[Dataset entries]
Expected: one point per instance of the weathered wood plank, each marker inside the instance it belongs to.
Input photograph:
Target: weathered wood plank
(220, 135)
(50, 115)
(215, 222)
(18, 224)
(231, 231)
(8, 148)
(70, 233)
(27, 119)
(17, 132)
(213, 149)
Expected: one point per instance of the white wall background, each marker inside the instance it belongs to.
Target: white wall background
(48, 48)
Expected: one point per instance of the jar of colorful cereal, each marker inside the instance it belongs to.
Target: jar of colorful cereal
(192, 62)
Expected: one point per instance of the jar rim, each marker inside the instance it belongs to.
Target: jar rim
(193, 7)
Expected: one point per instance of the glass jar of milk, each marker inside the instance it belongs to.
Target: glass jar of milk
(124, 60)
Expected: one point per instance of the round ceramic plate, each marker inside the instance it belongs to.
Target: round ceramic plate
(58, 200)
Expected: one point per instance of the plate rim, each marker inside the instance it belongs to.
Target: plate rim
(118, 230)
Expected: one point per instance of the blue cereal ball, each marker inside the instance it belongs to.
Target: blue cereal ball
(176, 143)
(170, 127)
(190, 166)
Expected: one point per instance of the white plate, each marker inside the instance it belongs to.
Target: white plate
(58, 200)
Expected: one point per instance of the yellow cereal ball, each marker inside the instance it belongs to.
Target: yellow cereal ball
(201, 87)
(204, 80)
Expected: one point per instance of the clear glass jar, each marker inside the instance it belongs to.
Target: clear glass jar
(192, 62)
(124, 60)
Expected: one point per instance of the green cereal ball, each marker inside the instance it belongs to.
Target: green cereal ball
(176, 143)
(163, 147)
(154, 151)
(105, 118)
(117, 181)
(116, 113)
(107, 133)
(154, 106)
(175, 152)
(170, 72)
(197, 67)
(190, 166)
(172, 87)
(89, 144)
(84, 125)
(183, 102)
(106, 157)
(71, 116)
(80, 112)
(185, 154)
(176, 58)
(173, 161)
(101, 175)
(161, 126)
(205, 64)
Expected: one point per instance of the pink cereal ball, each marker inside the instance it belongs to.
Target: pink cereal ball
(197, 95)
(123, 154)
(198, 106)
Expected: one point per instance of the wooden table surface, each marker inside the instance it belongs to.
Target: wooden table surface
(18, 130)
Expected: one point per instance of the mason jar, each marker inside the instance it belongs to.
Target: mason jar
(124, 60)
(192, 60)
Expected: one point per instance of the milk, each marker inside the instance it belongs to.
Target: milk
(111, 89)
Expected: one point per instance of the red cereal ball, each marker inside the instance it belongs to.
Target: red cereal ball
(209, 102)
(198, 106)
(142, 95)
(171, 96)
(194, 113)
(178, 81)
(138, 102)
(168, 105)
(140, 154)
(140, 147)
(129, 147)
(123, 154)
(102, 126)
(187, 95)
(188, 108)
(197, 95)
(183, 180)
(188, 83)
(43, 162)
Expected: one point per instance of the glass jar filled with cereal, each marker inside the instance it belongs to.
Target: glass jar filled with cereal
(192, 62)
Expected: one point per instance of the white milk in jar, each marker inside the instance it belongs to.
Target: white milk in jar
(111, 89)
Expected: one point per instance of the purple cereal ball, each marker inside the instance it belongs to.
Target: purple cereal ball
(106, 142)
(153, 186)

**Exercise directions:** In the data above, find the line that contains "Target: jar rim" and the line that contains "Expected: one point per instance of the green". Repeat exactly those lines and every line between them, and only those.

**Written response:**
Target: jar rim
(193, 7)
Expected: one point per instance of the glass jar of milk, each marker inside the instance it belongs to.
Target: glass jar of milk
(124, 60)
Expected: one point per instance of the round ceramic plate, each marker inside the instance it belongs to.
Target: round ceramic plate
(58, 200)
Expected: one point per instance of the plate rim, each marker inside the instance it belongs to.
Target: plate rim
(118, 230)
Expected: one point per instance of the blue cereal ball, each marker inside the instance it belongs to.
Target: blue cereal ball
(176, 143)
(170, 127)
(190, 166)
Expected: one point per instance of the white plate, each marker inside the instance it belongs to.
Target: white plate
(58, 200)
Expected: one point per instance of the yellow cereal ball, each marker inside the instance it belongs to.
Target: yellow cereal ball
(201, 87)
(204, 80)
Expected: one point per instance of the clear glass jar, each marker inside the instance it belongs to.
Target: clear glass jar
(192, 62)
(124, 60)
Expected: one point per instance of the green cereal ball, each marker inside the instance it belongs to.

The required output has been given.